Collect each line of the records that contains the word "draw".

>> BEGIN Entries shown

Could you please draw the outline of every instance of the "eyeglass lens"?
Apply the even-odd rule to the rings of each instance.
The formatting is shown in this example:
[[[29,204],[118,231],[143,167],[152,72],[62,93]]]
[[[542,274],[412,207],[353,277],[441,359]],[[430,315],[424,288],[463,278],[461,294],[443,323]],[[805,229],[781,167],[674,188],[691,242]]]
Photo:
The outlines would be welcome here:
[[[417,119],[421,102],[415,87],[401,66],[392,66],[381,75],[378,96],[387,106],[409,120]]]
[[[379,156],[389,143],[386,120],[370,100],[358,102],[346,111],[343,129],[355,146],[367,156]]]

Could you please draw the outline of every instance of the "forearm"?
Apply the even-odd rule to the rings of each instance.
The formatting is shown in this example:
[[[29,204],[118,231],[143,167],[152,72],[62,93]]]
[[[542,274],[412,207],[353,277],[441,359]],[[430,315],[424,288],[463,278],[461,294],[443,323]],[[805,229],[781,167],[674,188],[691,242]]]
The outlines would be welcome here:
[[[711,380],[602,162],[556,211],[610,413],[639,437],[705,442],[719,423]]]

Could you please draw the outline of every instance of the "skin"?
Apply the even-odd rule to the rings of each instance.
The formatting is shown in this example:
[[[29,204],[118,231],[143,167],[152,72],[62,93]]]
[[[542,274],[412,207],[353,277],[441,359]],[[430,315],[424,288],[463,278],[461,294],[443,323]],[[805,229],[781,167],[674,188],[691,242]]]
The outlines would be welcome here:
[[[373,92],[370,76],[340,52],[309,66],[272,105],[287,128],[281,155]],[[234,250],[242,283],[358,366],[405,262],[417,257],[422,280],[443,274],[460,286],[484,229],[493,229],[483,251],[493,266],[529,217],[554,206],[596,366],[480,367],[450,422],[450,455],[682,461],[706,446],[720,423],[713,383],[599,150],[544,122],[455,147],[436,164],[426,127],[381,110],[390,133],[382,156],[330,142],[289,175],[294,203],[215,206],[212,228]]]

>> END Entries shown

§ **Correct output**:
Could you please draw the outline of every instance of the "eyeglass lens"?
Could you please draw the outline of every instance of the "forearm"?
Could you please draw the outline of every instance of the "skin"?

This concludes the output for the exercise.